TASK BRIEF:
The entries below should be given again exactly, minus their pictures.

EXERCISE MATERIALS:
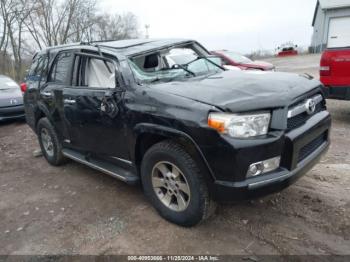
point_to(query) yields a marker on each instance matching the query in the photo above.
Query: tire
(52, 150)
(188, 205)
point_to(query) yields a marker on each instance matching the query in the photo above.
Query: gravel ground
(76, 210)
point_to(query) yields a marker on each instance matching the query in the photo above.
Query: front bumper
(11, 112)
(293, 166)
(337, 92)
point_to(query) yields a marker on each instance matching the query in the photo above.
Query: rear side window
(61, 69)
(99, 73)
(94, 72)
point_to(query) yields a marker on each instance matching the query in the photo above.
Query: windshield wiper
(206, 58)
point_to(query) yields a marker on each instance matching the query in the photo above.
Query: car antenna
(100, 53)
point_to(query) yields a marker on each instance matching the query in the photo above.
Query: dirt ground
(76, 210)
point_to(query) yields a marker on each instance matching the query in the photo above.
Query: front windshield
(7, 83)
(237, 57)
(176, 64)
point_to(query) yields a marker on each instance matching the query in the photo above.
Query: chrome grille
(311, 147)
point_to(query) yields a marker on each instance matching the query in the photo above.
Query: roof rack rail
(96, 41)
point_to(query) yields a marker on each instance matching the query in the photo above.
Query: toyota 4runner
(165, 113)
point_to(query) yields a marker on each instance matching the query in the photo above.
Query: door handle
(69, 101)
(46, 94)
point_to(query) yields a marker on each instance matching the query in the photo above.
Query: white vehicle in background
(11, 99)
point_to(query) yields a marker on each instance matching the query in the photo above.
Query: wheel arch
(149, 134)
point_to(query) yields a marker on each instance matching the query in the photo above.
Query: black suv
(167, 114)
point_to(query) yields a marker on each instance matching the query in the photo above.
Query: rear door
(92, 107)
(51, 92)
(339, 32)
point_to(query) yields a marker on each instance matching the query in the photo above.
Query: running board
(103, 166)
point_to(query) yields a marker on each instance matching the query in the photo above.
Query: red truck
(335, 72)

RESULT FOR THIS TASK:
point_to(query) yields a marker on each instance matching the query in the photo above.
Query: tire
(52, 150)
(188, 205)
point_to(query) yields a marker on each instance matching the query in the photo above.
Query: gravel ground
(76, 210)
point_to(query) yields a marker on each instance matching the query in the photo above.
Query: front bumper
(11, 112)
(293, 166)
(337, 92)
point_to(query) yields a marker on each instance matching the query in the photo above.
Query: rear side window
(61, 69)
(99, 73)
(94, 72)
point_to(query) yields a marker on each instance matching the query in the photo above.
Query: windshield wiper
(206, 58)
point_to(query) yields a marker on each instance matching the query in the photo above.
Query: car antenna
(100, 53)
point_to(query) yields a marker on each instance matching the query in the photo above.
Query: dirt ground
(76, 210)
point_to(query) yields a marker on each instance matching the query in the photo above.
Query: front windshield
(7, 83)
(237, 57)
(176, 64)
point_to(query) yields a marker on each instance matching the query in the photo above.
Query: chrome grille
(311, 147)
point_to(query) yields a marker on each instance matching the query in the photo above.
Query: roof rack rail
(96, 41)
point_to(query) yields a marker on each instance matching the query in the photo above.
Query: toyota 4runner
(165, 113)
point_to(query) yields a marker on each instance matching the query in the photo above.
Query: door handle
(69, 101)
(46, 94)
point_to(query) yields a marker on each instance matching the query in the photo above.
Query: white vehicle in background
(11, 99)
point_to(query) yields a marker on each instance matching the query in the photo above.
Query: wheel arch
(149, 134)
point_to(query) yields a marker on each instance matching the query in the photo above.
Query: black suv
(167, 114)
point_to(query) yields a marker on each instance matching the query in the photo above.
Query: rear door
(92, 107)
(51, 92)
(339, 32)
point_to(query) yields a marker on each instance matching the query in the photo above.
Query: running board
(103, 166)
point_to(query) yields a marker on each instance matching the query in the photo above.
Query: red truck
(335, 72)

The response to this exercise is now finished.